### REQUIRED ACTIONS
(a) Read the West Side Story text and decide whether each statement agrees with it. Answer yes or no for each, quoting the deciding words. (i) A Puerto Rican tourism official complained to the Chicago Tribune in 1993. (ii) The text says the musical premiered 40 years earlier. (iii) The feature that follows is by Diep Tran.
(b) Write the next part of the West Side Story text, starting after its last sentence.

### SELECTED TEXT
---------------
Finding New York in West Side Story

West Side Improvement Project, 1937 | Courtesy New York Public Library
West Side Improvement Project, 1937 | Courtesy New York Public Library

In 1993, a Puerto Rican tourism official groused to the Chicago Tribune that West Side Story, the musical-turned-movie that cast Manhattan’s Irish and Boricuas as Montagues and Capulets, had given the island an unsavory reputation. Rare is the work of art so popular and enduring to color the impression of an island with a population greater than 20 US states, but then there aren’t many works quite like West Side Story.

As an artistic impression of New York City, the musical has a lot of competition. But even 60 years after its premiere, it retains a singular place in the pantheon of art that seems to encapsulate some element of “New York-ness.” West Side Story didn’t just give America an image of the city; in thousands of performances from Broadway to the public high school, it has — like all live art — required the complicity of its audience.

In the following feature, Diep Tran asks how this mid-century Romeo and Juliet, in its various iterations, employed (and in some cases, ignored) the architecture and landscape of New York to convey a sense of place. Her piece poses critical questions with implications far beyond West Side Story: How does a work of art come to represent a city? And as the city changes, how does it maintain its relevance? -H.G.
---------------
### STORED ROWS
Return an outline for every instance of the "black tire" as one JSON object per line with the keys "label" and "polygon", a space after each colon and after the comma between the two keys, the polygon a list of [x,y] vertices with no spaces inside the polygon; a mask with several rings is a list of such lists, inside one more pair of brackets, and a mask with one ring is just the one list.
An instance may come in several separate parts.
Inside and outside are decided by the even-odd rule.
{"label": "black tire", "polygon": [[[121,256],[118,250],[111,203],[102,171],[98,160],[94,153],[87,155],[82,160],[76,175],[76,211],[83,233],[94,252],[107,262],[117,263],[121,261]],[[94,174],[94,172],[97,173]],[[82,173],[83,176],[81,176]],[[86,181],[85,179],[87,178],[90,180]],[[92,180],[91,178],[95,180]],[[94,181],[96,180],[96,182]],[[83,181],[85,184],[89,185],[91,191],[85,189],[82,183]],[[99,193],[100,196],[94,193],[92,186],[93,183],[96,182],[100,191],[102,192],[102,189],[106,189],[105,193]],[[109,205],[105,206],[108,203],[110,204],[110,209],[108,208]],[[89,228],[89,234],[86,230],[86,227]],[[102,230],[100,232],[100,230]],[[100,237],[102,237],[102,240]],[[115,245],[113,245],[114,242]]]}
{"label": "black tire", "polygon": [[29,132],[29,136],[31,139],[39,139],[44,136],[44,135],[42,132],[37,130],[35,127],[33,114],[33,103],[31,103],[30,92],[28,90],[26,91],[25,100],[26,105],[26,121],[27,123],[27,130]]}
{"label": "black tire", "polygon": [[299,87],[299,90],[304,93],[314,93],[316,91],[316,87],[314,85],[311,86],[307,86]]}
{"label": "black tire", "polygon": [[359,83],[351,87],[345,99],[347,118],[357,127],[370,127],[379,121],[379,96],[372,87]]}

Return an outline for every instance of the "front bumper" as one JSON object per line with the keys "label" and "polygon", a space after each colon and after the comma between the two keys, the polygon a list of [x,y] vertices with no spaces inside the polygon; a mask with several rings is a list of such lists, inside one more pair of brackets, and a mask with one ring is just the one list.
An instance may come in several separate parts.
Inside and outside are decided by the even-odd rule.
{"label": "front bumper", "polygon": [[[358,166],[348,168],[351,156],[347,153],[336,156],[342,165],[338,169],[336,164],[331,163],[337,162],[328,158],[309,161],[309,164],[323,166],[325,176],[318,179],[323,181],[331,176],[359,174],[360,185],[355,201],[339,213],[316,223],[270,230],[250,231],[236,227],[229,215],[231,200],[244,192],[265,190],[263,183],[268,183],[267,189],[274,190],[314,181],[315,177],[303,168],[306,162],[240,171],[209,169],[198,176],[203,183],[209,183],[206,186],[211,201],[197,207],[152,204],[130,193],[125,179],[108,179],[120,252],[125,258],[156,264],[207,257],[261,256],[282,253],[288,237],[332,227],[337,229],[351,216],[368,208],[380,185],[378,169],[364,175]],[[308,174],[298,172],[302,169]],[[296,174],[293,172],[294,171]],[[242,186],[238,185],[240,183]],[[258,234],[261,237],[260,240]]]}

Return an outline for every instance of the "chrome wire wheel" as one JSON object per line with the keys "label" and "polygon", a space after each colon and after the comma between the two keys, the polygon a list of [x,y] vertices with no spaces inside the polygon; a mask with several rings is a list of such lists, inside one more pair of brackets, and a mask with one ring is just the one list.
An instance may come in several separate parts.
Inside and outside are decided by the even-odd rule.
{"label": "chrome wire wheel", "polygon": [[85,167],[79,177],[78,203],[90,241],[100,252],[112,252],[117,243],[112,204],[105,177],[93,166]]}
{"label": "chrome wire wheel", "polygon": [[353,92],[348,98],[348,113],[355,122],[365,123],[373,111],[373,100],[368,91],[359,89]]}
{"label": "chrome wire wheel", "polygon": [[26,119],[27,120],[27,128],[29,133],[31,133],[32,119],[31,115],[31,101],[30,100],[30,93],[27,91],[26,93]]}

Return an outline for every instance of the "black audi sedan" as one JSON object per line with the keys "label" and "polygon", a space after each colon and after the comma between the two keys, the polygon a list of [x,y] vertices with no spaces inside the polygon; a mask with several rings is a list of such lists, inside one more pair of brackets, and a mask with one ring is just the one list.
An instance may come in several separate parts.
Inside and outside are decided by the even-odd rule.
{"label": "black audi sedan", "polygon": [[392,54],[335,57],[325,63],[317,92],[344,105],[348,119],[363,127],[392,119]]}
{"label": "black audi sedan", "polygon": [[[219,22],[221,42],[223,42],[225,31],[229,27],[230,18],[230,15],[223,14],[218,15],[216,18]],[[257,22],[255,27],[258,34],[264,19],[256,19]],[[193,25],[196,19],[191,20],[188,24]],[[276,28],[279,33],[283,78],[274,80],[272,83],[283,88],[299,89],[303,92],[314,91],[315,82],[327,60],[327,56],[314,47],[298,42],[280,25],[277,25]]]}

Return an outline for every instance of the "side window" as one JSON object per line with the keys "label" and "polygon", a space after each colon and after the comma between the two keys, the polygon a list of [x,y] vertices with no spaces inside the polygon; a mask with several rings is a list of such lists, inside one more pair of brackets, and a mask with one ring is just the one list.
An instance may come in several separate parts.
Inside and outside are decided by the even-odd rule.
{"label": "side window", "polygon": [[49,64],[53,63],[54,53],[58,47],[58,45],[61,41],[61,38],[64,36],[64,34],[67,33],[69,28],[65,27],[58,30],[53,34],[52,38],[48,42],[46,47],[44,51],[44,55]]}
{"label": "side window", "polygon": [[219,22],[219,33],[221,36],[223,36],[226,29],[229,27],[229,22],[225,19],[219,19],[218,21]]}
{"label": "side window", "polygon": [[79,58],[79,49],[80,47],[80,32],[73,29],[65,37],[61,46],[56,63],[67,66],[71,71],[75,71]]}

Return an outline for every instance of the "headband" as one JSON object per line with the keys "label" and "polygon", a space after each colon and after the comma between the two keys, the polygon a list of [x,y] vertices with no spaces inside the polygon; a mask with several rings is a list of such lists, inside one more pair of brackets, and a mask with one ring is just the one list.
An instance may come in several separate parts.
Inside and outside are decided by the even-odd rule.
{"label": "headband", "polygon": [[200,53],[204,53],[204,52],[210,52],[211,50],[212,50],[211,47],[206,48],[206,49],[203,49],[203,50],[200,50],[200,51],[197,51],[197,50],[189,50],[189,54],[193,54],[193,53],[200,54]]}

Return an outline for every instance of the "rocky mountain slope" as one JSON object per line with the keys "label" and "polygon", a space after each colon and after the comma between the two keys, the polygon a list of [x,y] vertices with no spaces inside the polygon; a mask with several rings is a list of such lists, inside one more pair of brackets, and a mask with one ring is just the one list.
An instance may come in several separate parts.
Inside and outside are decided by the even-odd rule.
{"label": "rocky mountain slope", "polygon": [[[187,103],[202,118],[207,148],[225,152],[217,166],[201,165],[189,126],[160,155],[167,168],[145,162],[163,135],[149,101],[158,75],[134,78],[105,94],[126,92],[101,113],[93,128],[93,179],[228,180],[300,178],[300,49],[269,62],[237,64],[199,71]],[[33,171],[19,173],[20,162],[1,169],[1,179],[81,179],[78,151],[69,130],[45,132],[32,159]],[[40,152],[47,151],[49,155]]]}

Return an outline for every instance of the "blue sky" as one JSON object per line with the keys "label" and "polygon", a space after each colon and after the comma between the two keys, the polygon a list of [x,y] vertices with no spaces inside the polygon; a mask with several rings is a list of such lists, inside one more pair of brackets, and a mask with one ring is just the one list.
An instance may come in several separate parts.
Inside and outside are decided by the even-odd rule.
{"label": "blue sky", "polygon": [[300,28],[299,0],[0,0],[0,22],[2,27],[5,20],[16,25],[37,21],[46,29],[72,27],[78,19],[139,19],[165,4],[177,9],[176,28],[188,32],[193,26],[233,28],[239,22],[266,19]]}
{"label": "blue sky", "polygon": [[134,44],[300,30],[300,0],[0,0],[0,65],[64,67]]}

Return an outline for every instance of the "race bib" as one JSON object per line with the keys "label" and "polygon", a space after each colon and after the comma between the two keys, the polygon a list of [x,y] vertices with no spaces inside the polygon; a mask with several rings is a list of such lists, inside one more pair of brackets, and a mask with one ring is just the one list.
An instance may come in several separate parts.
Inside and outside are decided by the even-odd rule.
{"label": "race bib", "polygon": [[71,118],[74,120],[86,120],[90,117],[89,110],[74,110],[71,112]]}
---------------
### FINAL ANSWERS
(a)
(i) Yes: "In 1993, a Puerto Rican tourism official groused to the Chicago Tribune"
(ii) No: "even 60 years after its premiere"
(iii) Yes: "In the following feature, Diep Tran asks"

(b)
New York City high schoolers at a rehearsal of West Side Story in February 2016 | Photo by Richard Termine
New York City high schoolers at a rehearsal of West Side Story in February 2016 | Photo by Richard Termine

This year, Carnegie Hall marked its 125th anniversary with a citywide celebration of West Side Story, that old New York tale of allegiance, ethnicity, and turf. “The Somewhere Project,” which featured a free concert in each of the five boroughs and culminated in a production of the musical at Queens’ Knockdown Center, is named after the song “Somewhere” — a ballad in which the lovers Tony and Maria dream of a place free of hate and bigotry. The show starred a mix of professional Broadway actors (including Pitch Perfect’s Skylar Austin) and local high schoolers as Jets and Sharks.

Why West Side Story? “A lot of people feel it is, if not the greatest, certainly one of the greatest musicals ever written,” said Sarah Johnson, director of the Weill Music Institute, Carnegie Hall’s education program. “It is obviously a story about New York and it’s a story that’s very timely today, that feels very contemporary even though it was written almost 60 years ago.”

Johnson isn’t the first to think of West Side Story as a quintessential New York tale. When the musical opened on Broadway in 1957, Brooks Atkinson of the New York Times wrote, “There is nothing mythical about the environment of West Side Story. It is New York today.”

And yet: What is there of New York City in West Side Story? Within the libretto of the piece, no references are ever made to any city landmarks, neighborhoods, streets, or even the city itself. In Carnegie Hall’s production of West Side Story, the names of locations are announced by members of the ensemble, and they’re as generic as could be: “the drugstore,” “the bridal shop.” The rumble between the Sharks and Jets takes place “under the highway.” The one overt reference to New York is in the script, where under “Setting,” the text says: “The action takes place on the West Side of New York City during the last days of summer.”

So while millions of fans — and such city institutions as Carnegie Hall and the Times — have come to see West Side Story as a New York fable, there’s little inherently New York about it. The musical is explicitly a fight over “turf,” and the ownership of a specific urban place, but the location being fought over is maddeningly vague.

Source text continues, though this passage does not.